= Task directions =
Output the data below in full, byte for byte. Nothing may differ.

= Provided information =
::::::::

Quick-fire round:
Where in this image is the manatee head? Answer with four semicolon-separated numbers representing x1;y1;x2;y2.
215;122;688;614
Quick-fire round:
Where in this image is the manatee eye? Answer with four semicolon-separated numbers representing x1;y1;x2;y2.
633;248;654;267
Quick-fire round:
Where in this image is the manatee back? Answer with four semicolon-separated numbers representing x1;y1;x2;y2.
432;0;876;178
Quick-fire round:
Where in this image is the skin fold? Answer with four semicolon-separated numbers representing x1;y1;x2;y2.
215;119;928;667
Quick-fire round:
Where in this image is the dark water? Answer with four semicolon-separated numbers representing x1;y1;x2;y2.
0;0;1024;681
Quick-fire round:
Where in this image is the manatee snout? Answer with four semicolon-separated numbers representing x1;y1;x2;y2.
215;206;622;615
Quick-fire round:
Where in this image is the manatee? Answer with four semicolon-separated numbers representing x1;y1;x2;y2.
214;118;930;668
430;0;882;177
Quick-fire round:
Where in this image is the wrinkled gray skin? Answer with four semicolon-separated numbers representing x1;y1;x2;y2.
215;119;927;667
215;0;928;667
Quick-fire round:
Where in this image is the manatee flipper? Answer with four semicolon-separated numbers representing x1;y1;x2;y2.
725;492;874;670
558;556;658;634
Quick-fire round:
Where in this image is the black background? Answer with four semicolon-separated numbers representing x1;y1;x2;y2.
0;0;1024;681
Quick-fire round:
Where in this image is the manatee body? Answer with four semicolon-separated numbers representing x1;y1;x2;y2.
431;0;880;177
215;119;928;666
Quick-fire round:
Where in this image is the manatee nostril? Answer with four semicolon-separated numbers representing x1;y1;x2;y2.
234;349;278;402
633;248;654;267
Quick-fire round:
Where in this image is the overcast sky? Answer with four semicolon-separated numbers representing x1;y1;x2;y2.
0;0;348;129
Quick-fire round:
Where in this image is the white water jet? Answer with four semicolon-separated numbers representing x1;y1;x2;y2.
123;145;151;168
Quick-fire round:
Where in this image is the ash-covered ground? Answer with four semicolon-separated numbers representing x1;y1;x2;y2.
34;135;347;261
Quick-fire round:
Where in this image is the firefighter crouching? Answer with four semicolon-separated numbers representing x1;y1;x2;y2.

::::::::

= Full output =
Quick-fire round:
Where in this image is the manatee head? Answer with four semicolon-separated numbers representing x1;y1;x2;y2.
215;122;688;614
Quick-fire round:
Where in this image is the manatee eye? Answer with four semicolon-separated numbers representing x1;y1;x2;y2.
633;248;654;267
Quick-fire round:
Where in this image is the manatee back? Answer with four semicolon-separated numbers representing x1;y1;x2;y2.
432;0;876;178
Quick-fire round:
Where in this image is the skin fold? Answer with four semicolon-separated numbers representing x1;y1;x2;y2.
215;119;928;667
Quick-fire round:
Where in this image is the dark water? Answer with four semicolon-separated numbers representing x1;y1;x2;y2.
0;0;1024;681
Quick-fire round:
Where in this image is the manatee snout? Answer with four semicolon-separated numbers representing x1;y1;x2;y2.
215;206;622;615
Quick-fire round:
Where in this image is the manatee? Answer with four semicolon-separated numbers representing x1;y1;x2;y2.
214;118;930;668
430;0;882;177
Quick-fire round:
Where in this image is the wrinkled gray skin? Answer with four semicolon-separated numbers representing x1;y1;x2;y2.
215;119;927;667
215;0;928;667
Quick-fire round:
Where in this image is the manatee flipper? Answer with four semicolon-separated numbers representing x1;y1;x2;y2.
725;492;874;670
558;556;658;634
Quick-fire round:
Where in this image is the black background? Answer with four semicolon-separated numbers representing x1;y1;x2;y2.
0;0;1024;681
Quick-fire round:
Where in this image is the manatee body? Answer with four semicolon-separated numbers representing x1;y1;x2;y2.
431;0;880;177
215;119;928;666
Quick-fire round:
Where in this image is the manatee nostril? Answer with four semicolon-separated numbers representing x1;y1;x2;y2.
234;349;278;402
633;248;654;267
Quick-fire round:
Where in this image is the overcast sky? Answer with four semicolon-separated numbers representing x1;y1;x2;y2.
0;0;348;129
Quick-fire round:
Where in this image is the white water jet? Answer with four semicolon-separated numbers representing x1;y1;x2;y2.
123;145;151;168
Quick-fire round:
Where in this image is the ash-covered ground? Answer with four semicolon-separated numbers representing x1;y1;x2;y2.
34;135;347;261
Quick-fire round:
Where in this image is the firefighter crouching? Answer with four semicolon-separated numbers representing x1;y1;x2;y2.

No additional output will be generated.